(GIVEN INSTRUCTION) Copy all of the material below line for line, with nothing changed, and leave the pictures out.

(PROVIDED INFORMATION)

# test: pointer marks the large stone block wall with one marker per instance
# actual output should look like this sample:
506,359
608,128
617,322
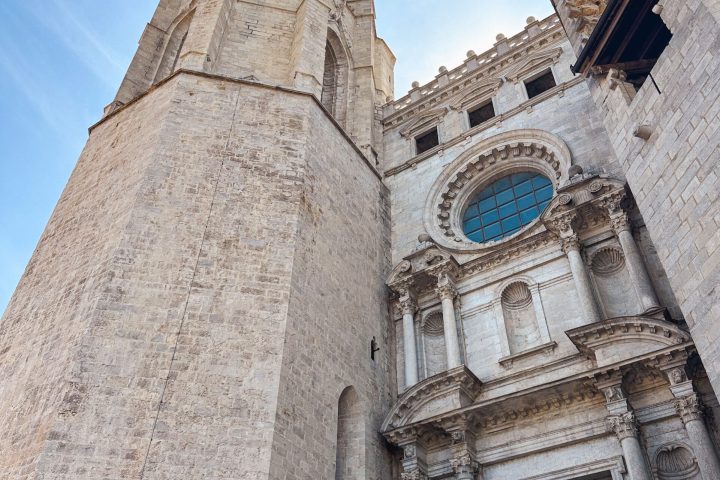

(SOLUTION TO THIS PROBLEM)
# test: pointer marks the large stone block wall with one marker per instance
# actual output should look like this sample:
506,359
608,128
617,322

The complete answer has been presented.